• TAREA
Cita de forma íntegra la necrológica que aparece a continuación, sin alterar una sola palabra.

• TEXTO EXTRAÍDO
□ □ □

En
el fallecimiento del cofrade ejemplar, Hermano Mayor en funciones en 1980,
miembro de distintas Juntas de Gobierno y Medalla de Oro de las Cinco Llagas
Uberto Piñán Rodríguez
Necrológica
escrita por Marco A. Velo
Uberto fue –a no dudarlo-, además de la tácita
autoridad de la Medalla
de Oro de la Hermandad
que in illo tempore campeaba sobre su pecho de gimnasta olímpico, un hermano
queridísimo y apreciado –de veras apreciado- por todos: por los de acá y por
los de acullá. Por los de entonces y por los de hoy. Por los de antaño y por
los de hogaño. Su inquebrantable simpatía, la locuaz espontaneidad que
destellaba a mansalva, el ingenio afilado, su don de gentes, su optimismo
inalterable y, sobre todo, el alto concepto –la asignatura troncal- del intacto
y nunca desmesurado ni desmedido ni demediado servicio institucional a la Hermandad –como lema,
como modus operandi, como rúbrica, como filosofía existencial-, a la que se
entregó de lleno y a la que quiso con todos los resortes del alma, retrataron
genuinamente durante más de seis décadas el prototipo y el paradigma de un
cofrade cristiano que siempre respetó con esciente fraternidad a la práctica
totalidad de sus hermanos y asimismo apoyaría incondicionalmente –sin
quebraduras, sin fisuras, sin rasgaduras- a los Hermanos Mayores y Juntas de
Gobierno de esta corporación nazarena de tantísimos –para él- sentimientos
encendidos. Tan profundos y profusos como la casa poética de Luis Rosales.

□ □ □

• REGISTROS APORTADOS

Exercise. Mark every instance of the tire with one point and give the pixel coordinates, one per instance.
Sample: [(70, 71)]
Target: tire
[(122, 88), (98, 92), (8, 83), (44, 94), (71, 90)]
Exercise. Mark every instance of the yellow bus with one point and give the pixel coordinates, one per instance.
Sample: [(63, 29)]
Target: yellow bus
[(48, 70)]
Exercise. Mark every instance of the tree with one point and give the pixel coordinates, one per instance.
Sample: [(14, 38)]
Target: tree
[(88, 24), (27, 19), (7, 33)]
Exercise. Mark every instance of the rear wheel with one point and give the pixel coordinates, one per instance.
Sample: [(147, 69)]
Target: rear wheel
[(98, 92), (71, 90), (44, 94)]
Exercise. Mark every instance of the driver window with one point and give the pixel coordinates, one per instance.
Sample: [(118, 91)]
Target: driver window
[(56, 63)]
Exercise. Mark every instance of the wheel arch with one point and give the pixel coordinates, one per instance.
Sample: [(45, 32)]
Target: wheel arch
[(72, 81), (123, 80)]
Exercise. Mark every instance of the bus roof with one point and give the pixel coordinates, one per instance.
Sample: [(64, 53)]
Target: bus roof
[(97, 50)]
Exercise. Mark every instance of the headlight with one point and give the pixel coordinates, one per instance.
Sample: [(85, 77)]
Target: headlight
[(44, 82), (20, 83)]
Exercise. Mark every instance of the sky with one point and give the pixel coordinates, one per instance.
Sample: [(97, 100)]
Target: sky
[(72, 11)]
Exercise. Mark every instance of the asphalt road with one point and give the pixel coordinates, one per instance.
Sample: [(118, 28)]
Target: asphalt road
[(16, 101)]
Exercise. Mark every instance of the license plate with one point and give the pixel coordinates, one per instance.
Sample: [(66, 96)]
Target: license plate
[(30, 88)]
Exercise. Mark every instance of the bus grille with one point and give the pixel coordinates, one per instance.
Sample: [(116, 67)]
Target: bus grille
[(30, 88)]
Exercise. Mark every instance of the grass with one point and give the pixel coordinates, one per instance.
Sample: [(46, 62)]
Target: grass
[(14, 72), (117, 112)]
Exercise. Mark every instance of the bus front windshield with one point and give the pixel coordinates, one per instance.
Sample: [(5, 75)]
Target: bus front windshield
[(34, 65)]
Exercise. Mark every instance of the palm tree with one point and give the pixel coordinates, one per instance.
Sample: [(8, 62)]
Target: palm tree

□ □ □

• EJERCICIO RESUELTO
En
el fallecimiento del cofrade ejemplar, Hermano Mayor en funciones en 1980,
miembro de distintas Juntas de Gobierno y Medalla de Oro de las Cinco Llagas
Uberto Piñán Rodríguez
Necrológica
escrita por Marco A. Velo
Uberto fue –a no dudarlo-, además de la tácita
autoridad de la Medalla
de Oro de la Hermandad
que in illo tempore campeaba sobre su pecho de gimnasta olímpico, un hermano
queridísimo y apreciado –de veras apreciado- por todos: por los de acá y por
los de acullá. Por los de entonces y por los de hoy. Por los de antaño y por
los de hogaño. Su inquebrantable simpatía, la locuaz espontaneidad que
destellaba a mansalva, el ingenio afilado, su don de gentes, su optimismo
inalterable y, sobre todo, el alto concepto –la asignatura troncal- del intacto
y nunca desmesurado ni desmedido ni demediado servicio institucional a la Hermandad –como lema,
como modus operandi, como rúbrica, como filosofía existencial-, a la que se
entregó de lleno y a la que quiso con todos los resortes del alma, retrataron
genuinamente durante más de seis décadas el prototipo y el paradigma de un
cofrade cristiano que siempre respetó con esciente fraternidad a la práctica
totalidad de sus hermanos y asimismo apoyaría incondicionalmente –sin
quebraduras, sin fisuras, sin rasgaduras- a los Hermanos Mayores y Juntas de
Gobierno de esta corporación nazarena de tantísimos –para él- sentimientos
encendidos. Tan profundos y profusos como la casa poética de Luis Rosales.